Rows from a pointing dataset:
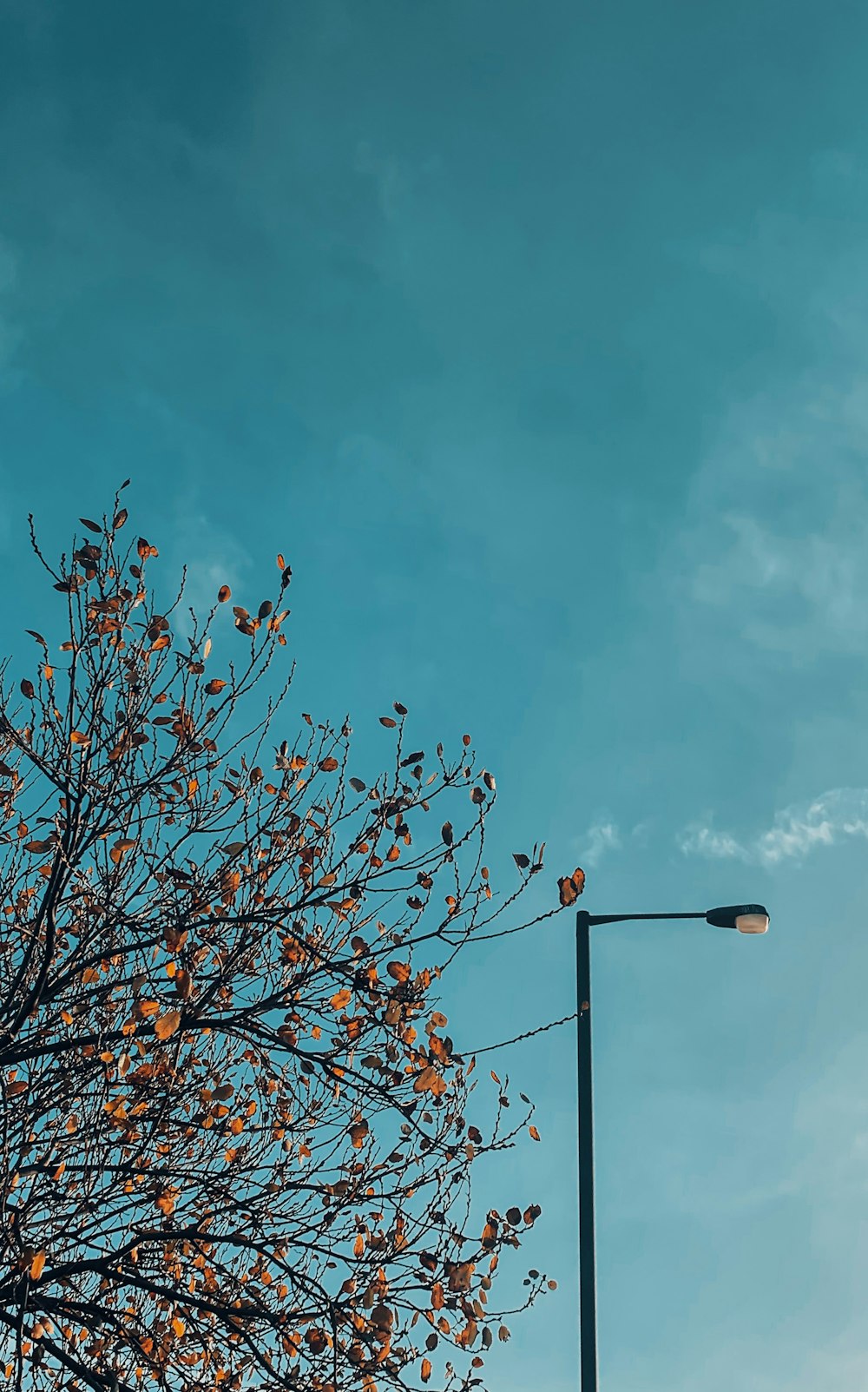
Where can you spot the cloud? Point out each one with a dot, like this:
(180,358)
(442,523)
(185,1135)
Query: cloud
(794,833)
(598,838)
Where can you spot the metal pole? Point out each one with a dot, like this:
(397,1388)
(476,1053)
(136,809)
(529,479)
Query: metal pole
(588,1260)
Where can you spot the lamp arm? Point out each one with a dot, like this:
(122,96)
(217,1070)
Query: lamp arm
(635,918)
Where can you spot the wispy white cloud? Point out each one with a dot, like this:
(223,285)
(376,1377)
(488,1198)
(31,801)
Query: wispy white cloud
(794,833)
(600,838)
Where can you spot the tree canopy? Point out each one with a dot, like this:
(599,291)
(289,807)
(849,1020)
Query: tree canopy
(235,1138)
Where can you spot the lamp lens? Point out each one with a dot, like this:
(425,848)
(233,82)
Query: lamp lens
(752,921)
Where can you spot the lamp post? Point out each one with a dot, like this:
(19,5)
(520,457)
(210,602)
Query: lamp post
(745,918)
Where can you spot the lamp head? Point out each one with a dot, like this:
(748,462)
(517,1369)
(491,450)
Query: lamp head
(745,918)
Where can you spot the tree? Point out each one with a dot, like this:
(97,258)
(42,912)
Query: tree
(235,1147)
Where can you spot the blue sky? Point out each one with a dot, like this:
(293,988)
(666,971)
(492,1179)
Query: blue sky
(536,337)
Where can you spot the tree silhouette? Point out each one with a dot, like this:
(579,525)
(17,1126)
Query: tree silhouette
(235,1147)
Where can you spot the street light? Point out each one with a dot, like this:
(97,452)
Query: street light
(743,918)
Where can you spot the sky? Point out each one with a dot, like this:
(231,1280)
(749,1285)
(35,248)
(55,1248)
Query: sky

> **WHAT YOU SHOULD DO**
Excluding the pictures, restate the records above word for word.

> **EXPECTED OUTPUT**
Where can you spot the cloud? Point out each one with a dot, like this:
(180,358)
(442,523)
(185,1135)
Query: cloud
(794,833)
(598,838)
Where can you spot the metal pole? Point out each one with a dot, like this:
(397,1388)
(476,1053)
(136,809)
(529,479)
Query: metal pole
(588,1260)
Where can you spot the lamp arm? Point out each one with a dot, like this:
(122,96)
(217,1070)
Query: lamp arm
(635,918)
Where can you spot the wispy white cloud? Point out each one with a dot, like this:
(223,285)
(376,1377)
(488,1198)
(31,801)
Query: wispy white cloud
(794,833)
(600,838)
Where can you spot the tree canopy? Point out each one with a dot, like this:
(599,291)
(289,807)
(849,1020)
Query: tree canopy
(235,1138)
Where can you spot the lamp lens? Point out each one with a dot, like this:
(425,848)
(233,82)
Query: lamp lens
(752,921)
Where can you spot the lamp post? Point out each one with a dot, like this:
(19,5)
(520,457)
(210,602)
Query: lamp post
(745,918)
Where can you spot the lamp head? Point out each one with a dot, like this:
(748,462)
(517,1369)
(491,450)
Query: lamp head
(745,918)
Where can you spot the tree? Point out each one with a dot, like this:
(97,258)
(42,912)
Query: tree
(235,1147)
Where can you spot the blue sky? Point out each one with a dot, like this:
(293,988)
(666,971)
(492,1179)
Query: blue sky
(536,337)
Where can you spot the tree silhouette? Point out each one with a dot, like this:
(579,525)
(17,1126)
Query: tree silhouette
(235,1147)
Where can you spot the street light? Point out each one with a dot, like this:
(97,452)
Query: street light
(743,918)
Where can you spot the sky? Point out each one with a dot, like this:
(231,1280)
(749,1285)
(35,248)
(55,1248)
Query: sky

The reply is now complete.